◆ Written instruction ◆
Your task is to return the span of lines beginning at the one with "Reviewer note: verify that each instance of the backpack" and ending at the last line of the data, exactly as it stands.
▬▬▬▬▬▬
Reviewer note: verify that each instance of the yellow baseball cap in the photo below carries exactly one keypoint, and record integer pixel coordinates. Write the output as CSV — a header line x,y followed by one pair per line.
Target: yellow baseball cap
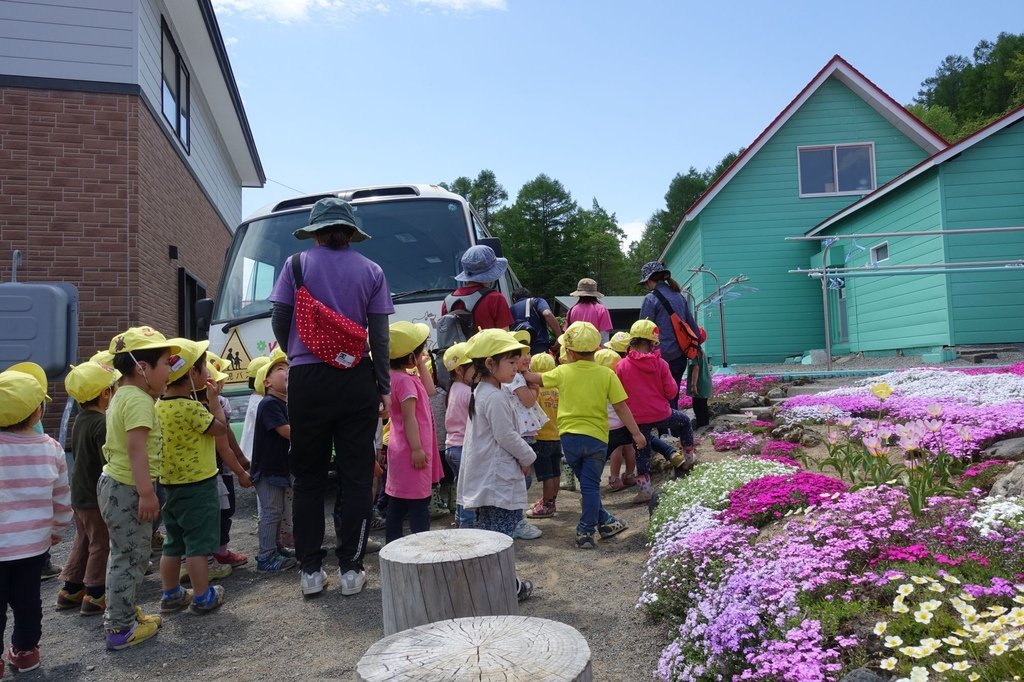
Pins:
x,y
140,338
620,342
406,337
644,329
37,373
542,363
217,366
184,357
491,342
86,381
456,355
607,357
256,363
582,337
276,357
20,394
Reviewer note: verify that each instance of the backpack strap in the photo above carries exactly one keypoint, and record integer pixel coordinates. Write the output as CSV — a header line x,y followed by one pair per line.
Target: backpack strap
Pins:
x,y
297,270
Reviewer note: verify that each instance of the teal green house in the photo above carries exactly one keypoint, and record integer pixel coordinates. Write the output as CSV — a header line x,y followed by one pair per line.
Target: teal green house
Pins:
x,y
841,139
977,183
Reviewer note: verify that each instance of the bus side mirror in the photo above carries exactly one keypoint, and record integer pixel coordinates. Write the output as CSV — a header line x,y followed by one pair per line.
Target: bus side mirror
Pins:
x,y
494,243
204,315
▬▬▬▬▬▬
◆ The result ◆
Reviewer note: verify that each instance of the backpack strap in the photo above carries exactly one keypoint, and record integer pixel coordinates. Write the output as CSV — a header line x,y followed by one pair per line.
Target: backpack strap
Pins:
x,y
297,270
Reviewer note: verify that each instance of the teal green house in the photo above carries exactly one keypoint, and record integer pixel coordinates. Write the output as CSV — a header line x,y followed by one pair per line.
Target: teal green house
Pins:
x,y
841,139
977,183
Reviewer note: verify that each instance of the bus side mirror in the photo above carries exactly one keypoint, and record integer pixel coordinates. Write the output as CSV — a header line x,y followed by one pair per line.
Target: bus side mirror
Pins:
x,y
494,243
204,315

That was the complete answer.